▶ [STATED GOAL] Take the line that contains "Q: Give the pixel coordinates of a point on the city" as the first line and the last line of the material below as the final one; reproduce exactly the lines between, inclusive.
** start ENTRIES SHOWN **
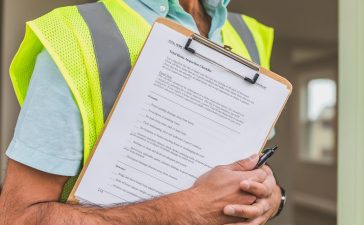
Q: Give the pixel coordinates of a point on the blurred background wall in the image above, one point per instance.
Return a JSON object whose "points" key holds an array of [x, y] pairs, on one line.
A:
{"points": [[305, 51]]}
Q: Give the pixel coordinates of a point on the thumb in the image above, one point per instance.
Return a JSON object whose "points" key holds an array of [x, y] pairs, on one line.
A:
{"points": [[245, 164]]}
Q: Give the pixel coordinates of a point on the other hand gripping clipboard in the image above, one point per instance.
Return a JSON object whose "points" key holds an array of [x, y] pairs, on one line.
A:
{"points": [[252, 79]]}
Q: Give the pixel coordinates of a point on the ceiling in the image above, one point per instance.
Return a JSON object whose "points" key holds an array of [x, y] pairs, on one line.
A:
{"points": [[313, 21]]}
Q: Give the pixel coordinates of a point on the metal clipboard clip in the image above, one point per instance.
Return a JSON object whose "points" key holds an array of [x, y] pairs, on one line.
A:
{"points": [[225, 51]]}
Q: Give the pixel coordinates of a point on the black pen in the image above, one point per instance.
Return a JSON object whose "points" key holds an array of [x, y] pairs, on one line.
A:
{"points": [[265, 156]]}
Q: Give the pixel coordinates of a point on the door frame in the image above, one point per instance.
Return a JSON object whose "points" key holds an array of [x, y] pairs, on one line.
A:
{"points": [[351, 113]]}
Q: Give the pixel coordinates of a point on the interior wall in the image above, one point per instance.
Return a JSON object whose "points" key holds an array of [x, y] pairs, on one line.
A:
{"points": [[14, 15]]}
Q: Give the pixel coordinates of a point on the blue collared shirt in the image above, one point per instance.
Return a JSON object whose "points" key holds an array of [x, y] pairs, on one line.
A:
{"points": [[48, 135]]}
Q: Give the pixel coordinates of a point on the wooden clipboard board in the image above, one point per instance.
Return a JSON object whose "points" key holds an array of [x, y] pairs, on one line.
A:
{"points": [[190, 35]]}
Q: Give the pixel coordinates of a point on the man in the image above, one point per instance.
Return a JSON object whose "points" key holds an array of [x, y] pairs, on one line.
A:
{"points": [[59, 75]]}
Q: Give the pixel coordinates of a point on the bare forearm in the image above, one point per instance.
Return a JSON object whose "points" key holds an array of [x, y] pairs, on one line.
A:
{"points": [[166, 210]]}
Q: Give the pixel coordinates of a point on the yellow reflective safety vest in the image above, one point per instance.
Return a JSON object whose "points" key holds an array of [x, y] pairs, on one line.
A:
{"points": [[94, 46]]}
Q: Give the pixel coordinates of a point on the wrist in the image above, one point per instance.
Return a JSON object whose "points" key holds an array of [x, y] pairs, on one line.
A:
{"points": [[280, 200]]}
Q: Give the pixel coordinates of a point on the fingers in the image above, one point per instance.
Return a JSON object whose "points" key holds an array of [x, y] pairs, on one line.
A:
{"points": [[258, 175], [245, 164], [260, 190], [258, 221], [254, 211]]}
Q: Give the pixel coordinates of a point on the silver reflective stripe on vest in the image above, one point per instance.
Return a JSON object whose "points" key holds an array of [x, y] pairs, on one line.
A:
{"points": [[245, 34], [111, 51]]}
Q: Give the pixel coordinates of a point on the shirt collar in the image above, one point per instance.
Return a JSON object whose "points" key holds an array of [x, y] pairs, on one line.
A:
{"points": [[161, 7]]}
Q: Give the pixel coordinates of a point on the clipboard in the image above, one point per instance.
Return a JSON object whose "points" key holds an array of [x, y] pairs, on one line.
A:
{"points": [[191, 37]]}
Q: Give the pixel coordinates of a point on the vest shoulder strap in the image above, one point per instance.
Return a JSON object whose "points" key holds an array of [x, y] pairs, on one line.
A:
{"points": [[249, 38]]}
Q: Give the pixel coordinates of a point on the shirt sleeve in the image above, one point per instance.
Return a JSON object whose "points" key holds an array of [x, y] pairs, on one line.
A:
{"points": [[48, 134]]}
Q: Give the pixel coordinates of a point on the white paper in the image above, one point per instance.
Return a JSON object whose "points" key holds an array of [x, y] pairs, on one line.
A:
{"points": [[178, 117]]}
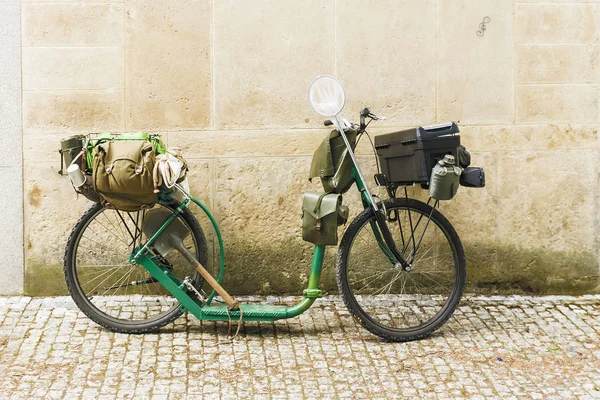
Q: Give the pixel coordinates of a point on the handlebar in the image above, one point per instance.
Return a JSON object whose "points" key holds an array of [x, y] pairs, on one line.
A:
{"points": [[365, 113]]}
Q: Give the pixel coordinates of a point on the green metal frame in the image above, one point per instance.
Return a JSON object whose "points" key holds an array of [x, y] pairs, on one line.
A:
{"points": [[207, 310]]}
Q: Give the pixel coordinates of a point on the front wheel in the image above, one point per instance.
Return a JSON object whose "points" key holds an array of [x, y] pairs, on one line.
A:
{"points": [[389, 301]]}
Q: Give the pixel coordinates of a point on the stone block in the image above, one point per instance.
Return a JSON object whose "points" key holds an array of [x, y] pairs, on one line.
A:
{"points": [[258, 207], [558, 103], [557, 23], [534, 137], [73, 111], [385, 57], [51, 208], [562, 63], [10, 85], [168, 62], [544, 202], [73, 68], [11, 240], [475, 73], [265, 60], [72, 24], [200, 144], [472, 211]]}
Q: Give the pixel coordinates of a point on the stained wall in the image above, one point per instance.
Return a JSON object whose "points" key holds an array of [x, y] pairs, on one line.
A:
{"points": [[227, 80]]}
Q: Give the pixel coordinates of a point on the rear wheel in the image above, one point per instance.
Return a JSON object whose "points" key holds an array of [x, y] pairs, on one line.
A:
{"points": [[107, 288], [391, 302]]}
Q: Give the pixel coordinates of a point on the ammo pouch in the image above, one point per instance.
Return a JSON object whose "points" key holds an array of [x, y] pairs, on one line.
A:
{"points": [[332, 163], [321, 215], [122, 174]]}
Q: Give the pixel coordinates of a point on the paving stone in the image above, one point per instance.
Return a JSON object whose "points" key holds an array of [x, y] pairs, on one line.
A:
{"points": [[496, 347]]}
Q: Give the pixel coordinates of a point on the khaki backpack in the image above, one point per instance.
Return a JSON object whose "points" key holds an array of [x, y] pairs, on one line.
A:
{"points": [[122, 174]]}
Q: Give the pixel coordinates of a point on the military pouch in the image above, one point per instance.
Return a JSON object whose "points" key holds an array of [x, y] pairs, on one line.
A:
{"points": [[122, 174], [321, 216], [445, 178], [332, 163]]}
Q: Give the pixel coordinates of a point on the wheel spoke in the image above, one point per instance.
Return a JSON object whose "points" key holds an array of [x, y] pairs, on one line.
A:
{"points": [[100, 271], [393, 302]]}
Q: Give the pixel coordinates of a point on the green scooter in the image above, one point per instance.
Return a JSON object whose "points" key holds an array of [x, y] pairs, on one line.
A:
{"points": [[400, 263]]}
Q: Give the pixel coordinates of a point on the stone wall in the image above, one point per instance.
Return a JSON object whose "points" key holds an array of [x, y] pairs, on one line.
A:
{"points": [[227, 80]]}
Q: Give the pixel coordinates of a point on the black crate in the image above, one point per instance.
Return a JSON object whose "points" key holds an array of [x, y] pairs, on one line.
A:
{"points": [[408, 156]]}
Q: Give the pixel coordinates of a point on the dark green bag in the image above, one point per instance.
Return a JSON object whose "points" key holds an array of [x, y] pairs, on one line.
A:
{"points": [[321, 216], [332, 163], [122, 174]]}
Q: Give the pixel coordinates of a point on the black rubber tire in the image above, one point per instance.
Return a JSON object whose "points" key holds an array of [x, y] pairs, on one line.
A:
{"points": [[103, 319], [383, 331]]}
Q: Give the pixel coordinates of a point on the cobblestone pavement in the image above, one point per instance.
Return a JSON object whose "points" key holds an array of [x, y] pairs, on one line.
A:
{"points": [[495, 347]]}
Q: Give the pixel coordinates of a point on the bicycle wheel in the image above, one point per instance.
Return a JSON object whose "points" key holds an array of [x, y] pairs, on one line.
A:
{"points": [[107, 288], [388, 301]]}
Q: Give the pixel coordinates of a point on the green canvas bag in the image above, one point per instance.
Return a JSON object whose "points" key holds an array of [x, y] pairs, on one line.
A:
{"points": [[122, 174], [332, 163], [321, 216]]}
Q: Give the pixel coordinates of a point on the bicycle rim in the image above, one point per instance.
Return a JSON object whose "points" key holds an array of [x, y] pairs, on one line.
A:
{"points": [[104, 277], [410, 302]]}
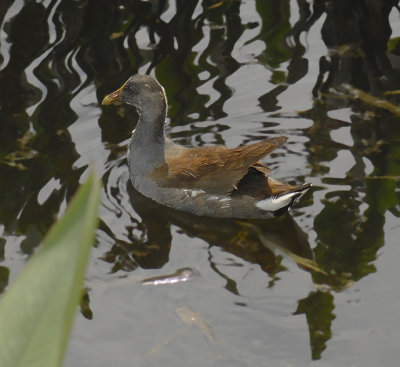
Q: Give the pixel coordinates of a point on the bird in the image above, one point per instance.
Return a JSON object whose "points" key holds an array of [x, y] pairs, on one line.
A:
{"points": [[212, 181]]}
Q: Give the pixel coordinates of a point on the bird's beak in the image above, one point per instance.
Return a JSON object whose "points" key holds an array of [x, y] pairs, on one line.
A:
{"points": [[112, 97]]}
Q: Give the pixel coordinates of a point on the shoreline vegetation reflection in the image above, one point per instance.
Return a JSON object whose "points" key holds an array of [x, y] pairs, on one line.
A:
{"points": [[58, 58]]}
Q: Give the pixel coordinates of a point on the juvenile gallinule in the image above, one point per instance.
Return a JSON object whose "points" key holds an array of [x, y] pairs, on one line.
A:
{"points": [[212, 181]]}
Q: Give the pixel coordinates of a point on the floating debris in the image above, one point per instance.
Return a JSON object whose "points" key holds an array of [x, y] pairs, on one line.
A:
{"points": [[181, 275]]}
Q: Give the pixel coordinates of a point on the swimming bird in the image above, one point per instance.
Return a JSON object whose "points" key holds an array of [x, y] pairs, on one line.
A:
{"points": [[213, 181]]}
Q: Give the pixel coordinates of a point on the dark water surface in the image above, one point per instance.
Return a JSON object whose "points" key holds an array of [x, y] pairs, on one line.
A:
{"points": [[324, 73]]}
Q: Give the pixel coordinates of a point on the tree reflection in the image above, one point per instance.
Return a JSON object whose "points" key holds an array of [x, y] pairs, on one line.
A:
{"points": [[59, 49]]}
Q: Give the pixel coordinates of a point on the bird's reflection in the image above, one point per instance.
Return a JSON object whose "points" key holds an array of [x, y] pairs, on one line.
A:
{"points": [[232, 235]]}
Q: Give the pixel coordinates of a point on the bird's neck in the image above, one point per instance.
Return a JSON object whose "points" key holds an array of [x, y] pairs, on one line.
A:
{"points": [[148, 140]]}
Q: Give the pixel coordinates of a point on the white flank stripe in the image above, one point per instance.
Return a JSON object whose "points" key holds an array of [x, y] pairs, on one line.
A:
{"points": [[273, 204]]}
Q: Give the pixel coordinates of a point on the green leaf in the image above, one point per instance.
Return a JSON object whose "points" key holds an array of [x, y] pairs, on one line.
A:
{"points": [[37, 311]]}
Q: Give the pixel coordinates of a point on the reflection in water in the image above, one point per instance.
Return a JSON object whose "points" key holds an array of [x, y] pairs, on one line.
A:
{"points": [[56, 57], [226, 233]]}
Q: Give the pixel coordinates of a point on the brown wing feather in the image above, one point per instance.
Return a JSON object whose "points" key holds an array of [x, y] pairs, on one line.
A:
{"points": [[214, 169]]}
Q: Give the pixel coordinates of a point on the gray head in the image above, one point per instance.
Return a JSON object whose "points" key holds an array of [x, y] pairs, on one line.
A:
{"points": [[143, 92]]}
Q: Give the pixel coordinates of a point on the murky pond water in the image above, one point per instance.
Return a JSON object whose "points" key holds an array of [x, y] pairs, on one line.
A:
{"points": [[164, 287]]}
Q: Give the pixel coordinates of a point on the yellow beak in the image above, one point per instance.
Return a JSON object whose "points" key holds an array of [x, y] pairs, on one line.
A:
{"points": [[112, 97]]}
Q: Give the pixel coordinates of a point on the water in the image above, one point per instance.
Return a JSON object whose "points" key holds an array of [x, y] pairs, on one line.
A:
{"points": [[234, 72]]}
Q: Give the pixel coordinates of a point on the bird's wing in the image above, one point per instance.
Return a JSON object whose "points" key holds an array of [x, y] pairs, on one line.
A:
{"points": [[214, 169]]}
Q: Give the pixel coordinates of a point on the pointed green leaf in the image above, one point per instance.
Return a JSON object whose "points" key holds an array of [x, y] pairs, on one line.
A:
{"points": [[37, 311]]}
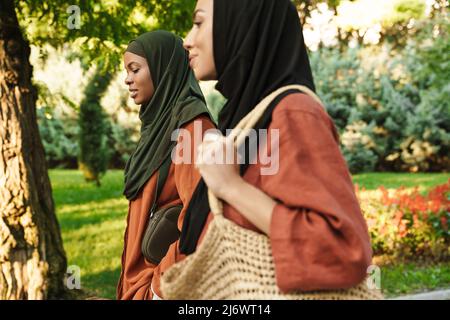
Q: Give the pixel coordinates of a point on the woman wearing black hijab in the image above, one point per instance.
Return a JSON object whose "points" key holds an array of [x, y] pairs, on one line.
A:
{"points": [[160, 80], [308, 207]]}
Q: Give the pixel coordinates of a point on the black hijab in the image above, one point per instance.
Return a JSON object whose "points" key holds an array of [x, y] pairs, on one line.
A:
{"points": [[258, 48], [177, 100]]}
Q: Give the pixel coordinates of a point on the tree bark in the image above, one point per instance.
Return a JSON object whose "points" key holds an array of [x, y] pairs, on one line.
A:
{"points": [[32, 258]]}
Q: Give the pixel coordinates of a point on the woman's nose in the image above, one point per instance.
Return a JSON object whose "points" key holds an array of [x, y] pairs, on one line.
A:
{"points": [[128, 81], [187, 43]]}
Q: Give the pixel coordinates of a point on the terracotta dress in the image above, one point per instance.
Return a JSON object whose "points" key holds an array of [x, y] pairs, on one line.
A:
{"points": [[318, 234], [138, 276]]}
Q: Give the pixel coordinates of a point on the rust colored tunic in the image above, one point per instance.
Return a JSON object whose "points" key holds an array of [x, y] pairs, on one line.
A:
{"points": [[139, 276], [318, 235]]}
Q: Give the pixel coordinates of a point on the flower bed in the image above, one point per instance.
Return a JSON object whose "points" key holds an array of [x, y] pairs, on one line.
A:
{"points": [[407, 225]]}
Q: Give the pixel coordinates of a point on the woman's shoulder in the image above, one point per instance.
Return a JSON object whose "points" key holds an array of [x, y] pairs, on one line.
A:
{"points": [[202, 121], [301, 113], [300, 103]]}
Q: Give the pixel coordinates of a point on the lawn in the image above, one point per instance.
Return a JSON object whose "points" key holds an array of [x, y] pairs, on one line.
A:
{"points": [[92, 222]]}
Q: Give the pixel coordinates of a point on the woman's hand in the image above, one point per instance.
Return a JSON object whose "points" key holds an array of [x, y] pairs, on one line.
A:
{"points": [[221, 175], [218, 165]]}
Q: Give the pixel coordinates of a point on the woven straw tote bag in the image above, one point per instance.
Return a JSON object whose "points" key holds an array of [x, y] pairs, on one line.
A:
{"points": [[236, 263]]}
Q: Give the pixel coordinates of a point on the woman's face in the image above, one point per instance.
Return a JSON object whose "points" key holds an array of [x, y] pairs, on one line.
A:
{"points": [[199, 42], [139, 79]]}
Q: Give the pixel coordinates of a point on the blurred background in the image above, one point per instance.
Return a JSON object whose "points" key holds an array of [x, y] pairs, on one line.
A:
{"points": [[382, 69]]}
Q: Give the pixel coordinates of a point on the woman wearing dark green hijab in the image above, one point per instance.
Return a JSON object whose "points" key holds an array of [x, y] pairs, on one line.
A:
{"points": [[160, 80]]}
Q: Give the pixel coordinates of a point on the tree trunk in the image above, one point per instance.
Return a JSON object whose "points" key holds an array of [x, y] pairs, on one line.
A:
{"points": [[32, 258]]}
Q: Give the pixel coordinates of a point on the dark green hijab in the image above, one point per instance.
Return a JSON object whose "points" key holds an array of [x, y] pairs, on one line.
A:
{"points": [[176, 101]]}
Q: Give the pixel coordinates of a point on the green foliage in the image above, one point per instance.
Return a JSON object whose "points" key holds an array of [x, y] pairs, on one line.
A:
{"points": [[215, 101], [391, 107], [94, 150], [105, 26], [59, 138]]}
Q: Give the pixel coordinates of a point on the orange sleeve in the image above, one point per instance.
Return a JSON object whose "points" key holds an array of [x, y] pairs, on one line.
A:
{"points": [[318, 235], [186, 180]]}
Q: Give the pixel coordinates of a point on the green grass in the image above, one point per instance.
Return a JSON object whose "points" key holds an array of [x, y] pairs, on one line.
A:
{"points": [[93, 220], [372, 181]]}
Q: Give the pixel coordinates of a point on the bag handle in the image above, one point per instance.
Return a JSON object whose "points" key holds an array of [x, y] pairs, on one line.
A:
{"points": [[242, 129]]}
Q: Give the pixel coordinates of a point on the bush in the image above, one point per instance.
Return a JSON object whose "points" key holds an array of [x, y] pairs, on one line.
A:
{"points": [[59, 137], [405, 225]]}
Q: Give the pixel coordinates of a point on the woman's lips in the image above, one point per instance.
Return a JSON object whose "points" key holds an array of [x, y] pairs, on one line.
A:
{"points": [[191, 61]]}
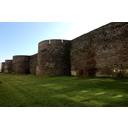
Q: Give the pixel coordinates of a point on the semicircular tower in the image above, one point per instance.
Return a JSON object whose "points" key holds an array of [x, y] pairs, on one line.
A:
{"points": [[20, 64], [53, 58]]}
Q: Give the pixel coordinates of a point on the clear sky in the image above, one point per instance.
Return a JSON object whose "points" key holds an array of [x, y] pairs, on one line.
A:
{"points": [[22, 38]]}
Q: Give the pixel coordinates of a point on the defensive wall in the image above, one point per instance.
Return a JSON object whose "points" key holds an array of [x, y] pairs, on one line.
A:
{"points": [[8, 66], [53, 58], [101, 52], [20, 64], [33, 64], [2, 67]]}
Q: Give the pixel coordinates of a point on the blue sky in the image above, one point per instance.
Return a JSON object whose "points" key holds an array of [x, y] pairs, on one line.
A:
{"points": [[22, 38]]}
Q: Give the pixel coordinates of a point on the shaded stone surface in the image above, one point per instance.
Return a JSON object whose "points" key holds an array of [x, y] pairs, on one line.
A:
{"points": [[8, 66], [33, 64], [101, 52], [20, 64], [54, 58], [2, 67]]}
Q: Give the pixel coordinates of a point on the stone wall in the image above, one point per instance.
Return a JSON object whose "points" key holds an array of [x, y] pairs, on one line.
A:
{"points": [[33, 64], [8, 66], [20, 64], [2, 68], [53, 58], [102, 52]]}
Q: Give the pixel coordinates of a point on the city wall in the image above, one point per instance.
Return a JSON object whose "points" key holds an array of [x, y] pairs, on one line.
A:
{"points": [[102, 52], [53, 58]]}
** end ENTRIES SHOWN **
▶ [WRITTEN SOLUTION]
Q: Give the pixel coordinates of a point on the city wall in the image above, one point per instance.
Return a JSON object whose "points" key holds an array of [x, y] pairs, on one line.
A:
{"points": [[102, 52], [53, 58]]}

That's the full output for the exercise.